__Written task__
Repeat the records exactly. Every line must match.

"""

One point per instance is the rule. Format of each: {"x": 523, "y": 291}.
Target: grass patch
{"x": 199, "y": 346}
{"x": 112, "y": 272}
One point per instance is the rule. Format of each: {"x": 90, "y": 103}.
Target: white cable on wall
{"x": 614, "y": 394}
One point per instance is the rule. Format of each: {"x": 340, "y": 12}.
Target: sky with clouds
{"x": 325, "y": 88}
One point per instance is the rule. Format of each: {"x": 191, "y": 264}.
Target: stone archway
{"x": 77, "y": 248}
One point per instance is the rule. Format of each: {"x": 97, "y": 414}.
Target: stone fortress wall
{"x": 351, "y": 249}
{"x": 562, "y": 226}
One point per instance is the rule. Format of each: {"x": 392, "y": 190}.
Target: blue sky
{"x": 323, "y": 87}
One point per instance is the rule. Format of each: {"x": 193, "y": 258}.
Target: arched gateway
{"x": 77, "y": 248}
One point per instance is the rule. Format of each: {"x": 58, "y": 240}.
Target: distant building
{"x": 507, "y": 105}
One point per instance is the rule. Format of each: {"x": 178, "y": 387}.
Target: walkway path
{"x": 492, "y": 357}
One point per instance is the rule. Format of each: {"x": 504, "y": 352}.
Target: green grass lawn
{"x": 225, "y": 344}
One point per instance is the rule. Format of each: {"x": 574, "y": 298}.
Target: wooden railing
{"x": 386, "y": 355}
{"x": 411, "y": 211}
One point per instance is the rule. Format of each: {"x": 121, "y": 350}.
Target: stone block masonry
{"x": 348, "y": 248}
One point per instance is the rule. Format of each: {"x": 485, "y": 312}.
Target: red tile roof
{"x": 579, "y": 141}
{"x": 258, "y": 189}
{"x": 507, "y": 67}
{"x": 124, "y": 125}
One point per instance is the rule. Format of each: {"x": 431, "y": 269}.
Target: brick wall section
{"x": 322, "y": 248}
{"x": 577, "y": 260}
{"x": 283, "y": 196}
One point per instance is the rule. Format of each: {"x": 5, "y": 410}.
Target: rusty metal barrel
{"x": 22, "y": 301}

"""

__Full answer__
One point per instance is the rule. Format of each: {"x": 523, "y": 291}.
Target: grass patch
{"x": 199, "y": 346}
{"x": 112, "y": 272}
One point per instance is the rule. Format of each: {"x": 90, "y": 103}.
Target: white cable on wall
{"x": 614, "y": 394}
One point per instance is the rule. Format of each: {"x": 340, "y": 12}.
Target: sky with clouds
{"x": 325, "y": 88}
One point per instance is the rule. Format of each: {"x": 191, "y": 264}.
Target: stone archway
{"x": 77, "y": 248}
One point per instance is the rule. Format of each: {"x": 97, "y": 414}.
Target: stone fortress wall
{"x": 351, "y": 249}
{"x": 562, "y": 226}
One point per instance is the rule. Format of each: {"x": 392, "y": 190}.
Target: blue sky
{"x": 323, "y": 87}
One point per instance is the rule. Format of each: {"x": 193, "y": 258}.
Target: arched gateway
{"x": 77, "y": 248}
One point per instance is the rule. Format of each: {"x": 58, "y": 240}.
Target: distant building
{"x": 507, "y": 105}
One point per instance is the rule. Format of each: {"x": 178, "y": 387}.
Target: walkway path
{"x": 492, "y": 357}
One point per instance is the rule. Format of each: {"x": 504, "y": 352}.
Target: green grass lawn
{"x": 225, "y": 344}
One point per instance is the rule. Format of each: {"x": 574, "y": 298}.
Target: wooden railing
{"x": 386, "y": 355}
{"x": 411, "y": 211}
One point per instance is the rule. Format of each: {"x": 121, "y": 350}.
Target: stone block masonry
{"x": 348, "y": 248}
One point per instance is the rule. Format of each: {"x": 485, "y": 312}.
Target: red tile roof
{"x": 579, "y": 141}
{"x": 258, "y": 189}
{"x": 507, "y": 67}
{"x": 124, "y": 125}
One point per instance is the rule. Format of each: {"x": 431, "y": 269}.
Target: brick wall section
{"x": 322, "y": 248}
{"x": 577, "y": 260}
{"x": 283, "y": 196}
One point per instance is the rule. Format of each: {"x": 5, "y": 410}.
Target: rusty metal barrel
{"x": 22, "y": 301}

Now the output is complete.